TRECHO DO TEXTO –
====================

O
MST, o Brasil, e as Lutas
ENTREVISTA COM JOÃO PEDRO STÉDILE
Revista Nação Brasil, agosto de
2001. Rio de Janeiro.
RNB — Quando o MST realizou a
primeira Marcha, em 1997, denunciou a presença de dois agentes
infiltrados (temos as fotos daquela época), entretanto, a mídia
e, também, vários setores da esquerda logo falaram em
"paranóia". Hoje, você acredita que aqueles dois
sujeitos que queriam infiltrar-se no MST, em 1997, foi só um caso
isolado?
João Pedro Stédile: «O MST
sempre foi "acompanhado" pelos serviços de inteligência
do governo. Nos estados, a infiltração mais corriqueira é do
serviço P-2 das policias militares que são menos profissionais e
mais fácil de detectar. Depois, tem a turma da ABIN, que tem 700
agentes esparramados pelo país. E mais recentemente o governo FHC
reorganizou o chamado DOPS Rural dentro da Policia federal, que ai
usam a espionagem política e transformam em processos contra nós.
É o serviço mais perigoso. Nós sabemos que todos nossos
telefones, computadores, e atividades dos dirigentes são
controlados. A Novidade agora é que veio a público as ações
desastrosas do serviço de inteligência do Exército. Que também
tínhamos conhecimento de suas atividades, mas não sabíamos que
eram tão despreparados.
O que chama atenção agora, não
é a existência dos serviços de inteligencia, que até podem se
justificar se forem usados apenas contra inimigos do povo e para
defender o país. O nos chama atenção é um governo dos tucanos
assumir publicamente que espionam movimentos sociais, igrejas,
etc..»
RNB — Em 28 de dezembro de
1999, o pessoal da Equipo Nizkor publicou, em Madrid, a versão
original do documento que o Pentágono produziu em 1991 —
durante o governo Clinton — para a Organização e o
Funcionamento das Redes de Inteligência na Colômbia. Em novembro
de 2000, Conjuntura Internacional publicou a parte central da
Diretiva nº200-05-91, que a Equipo Nizkor considera a matriz para
todos os exércitos latino-americanos. Você não acha que as
revelações da Folha chegaram demasiado em retardo?
João Pedro Stédile: «A
Folha de SP está publicando manuais que teve acesso somente
agora. E eles revelam o grau de paranóia e de inutilidade desses
serviços. Todo mundo sabe que o Governo dos Estados Unidos e de
Israel treinam os serviços de inteligência dos governos
submissos a eles, como o brasileiro. No nosso caso, o mais grave
é que os governos norte-americanos e de Israel continuem dando
treinamento militar para as Policias Militares realizarem repressão
às manifestações de massa, e aos despejos de massa, seja na
cidade seja no campo.
Isso é uma vergonha. E o pior, esses treinamentos são os mesmos
para todos paises da América Latina. Tudo isso causa sacrifícios,
violências,e a vida de muita gente, mas eles não conseguirão
parar a roda da história.»
RNB — As revelações da Folha
de SP, do dia 05 de agosto, são apenas um "furo jornalístico"
ou trata-se de um recado das elites para Lula não radicalizar e
dar uma maior "elasticidade economicista" nos seus
programas?

====================

Linhas do conjunto de dados de apontamento de objetos
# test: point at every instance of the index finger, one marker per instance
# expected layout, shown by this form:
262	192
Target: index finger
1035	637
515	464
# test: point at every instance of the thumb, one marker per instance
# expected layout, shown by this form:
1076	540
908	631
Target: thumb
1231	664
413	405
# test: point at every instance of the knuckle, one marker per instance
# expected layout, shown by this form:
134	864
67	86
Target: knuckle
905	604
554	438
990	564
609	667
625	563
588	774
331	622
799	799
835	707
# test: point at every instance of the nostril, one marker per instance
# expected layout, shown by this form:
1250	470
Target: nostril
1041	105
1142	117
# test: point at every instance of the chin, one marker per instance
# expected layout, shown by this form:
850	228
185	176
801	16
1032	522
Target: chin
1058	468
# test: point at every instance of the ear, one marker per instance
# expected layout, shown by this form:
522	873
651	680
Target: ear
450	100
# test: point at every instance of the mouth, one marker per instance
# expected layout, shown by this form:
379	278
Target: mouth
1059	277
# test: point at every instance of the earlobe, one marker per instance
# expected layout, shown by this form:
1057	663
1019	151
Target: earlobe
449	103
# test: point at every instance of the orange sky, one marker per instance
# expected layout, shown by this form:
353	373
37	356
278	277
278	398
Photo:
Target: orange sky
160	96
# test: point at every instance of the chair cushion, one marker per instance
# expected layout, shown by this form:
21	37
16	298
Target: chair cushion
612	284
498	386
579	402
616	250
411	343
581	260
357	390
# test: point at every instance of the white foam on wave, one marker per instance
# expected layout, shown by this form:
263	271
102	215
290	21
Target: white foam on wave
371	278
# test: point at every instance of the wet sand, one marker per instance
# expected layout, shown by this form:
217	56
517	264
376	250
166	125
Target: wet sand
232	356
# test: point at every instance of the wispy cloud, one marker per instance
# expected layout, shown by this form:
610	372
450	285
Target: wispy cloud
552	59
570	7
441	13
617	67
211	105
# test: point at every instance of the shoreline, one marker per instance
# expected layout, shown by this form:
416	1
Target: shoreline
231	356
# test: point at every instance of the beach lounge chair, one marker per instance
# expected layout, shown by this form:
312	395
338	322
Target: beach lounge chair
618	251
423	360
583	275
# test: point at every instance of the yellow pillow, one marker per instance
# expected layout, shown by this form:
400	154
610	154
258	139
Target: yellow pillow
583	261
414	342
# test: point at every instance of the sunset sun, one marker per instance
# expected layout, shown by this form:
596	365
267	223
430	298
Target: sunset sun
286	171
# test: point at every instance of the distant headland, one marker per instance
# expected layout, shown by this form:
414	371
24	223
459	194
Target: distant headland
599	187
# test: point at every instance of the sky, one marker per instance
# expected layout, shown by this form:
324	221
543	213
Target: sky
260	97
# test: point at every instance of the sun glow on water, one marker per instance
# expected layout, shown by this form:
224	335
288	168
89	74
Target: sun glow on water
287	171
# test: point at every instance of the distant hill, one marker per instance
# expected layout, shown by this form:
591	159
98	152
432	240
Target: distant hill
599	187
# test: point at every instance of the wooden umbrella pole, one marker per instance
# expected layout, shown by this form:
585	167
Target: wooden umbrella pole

====================

ATIVIDADES PROPOSTAS –
A) Diga se cada afirmação abaixo está de acordo com a entrevista, justificando com as palavras exatas dela: (i) Segundo Stédile, a ABIN tem 700 agentes espalhados pelo país. (ii) Stédile aponta o serviço P-2 das polícias militares como o mais perigoso. (iii) Para Stédile, os treinamentos são os mesmos em todos os países da América Latina.
B) Reescreva todo o trecho da entrevista desde "É o serviço" até "eram tão despreparados.", substituindo "controlados" por "vigiados".
C) Responda com base na entrevista:
(i) Em que ano o MST realizou a primeira Marcha?
(ii) Dentro de qual órgão o governo FHC reorganizou o chamado DOPS Rural?
(iii) Em que cidade a Equipo Nizkor publicou a versão original do documento do Pentágono?
As entradas não têm nenhuma relação com a entrevista.

GABARITO DO EXERCÍCIO –
A)
(i) Sim: "tem a turma da ABIN, que tem 700 agentes esparramados pelo país".
(ii) Não: o P-2 é descrito como "menos profissionais e mais fácil de detectar". O mais perigoso é o DOPS Rural: "É o serviço mais perigoso."
(iii) Sim: "esses treinamentos são os mesmos para todos paises da América Latina".

B)
É o serviço mais perigoso. Nós sabemos que todos nossos
telefones, computadores, e atividades dos dirigentes são
vigiados. A Novidade agora é que veio a público as ações
desastrosas do serviço de inteligência do Exército. Que também
tínhamos conhecimento de suas atividades, mas não sabíamos que
eram tão despreparados.

C)
(i) Em 1997.
(ii) Dentro da Polícia Federal.
(iii) Em Madrid.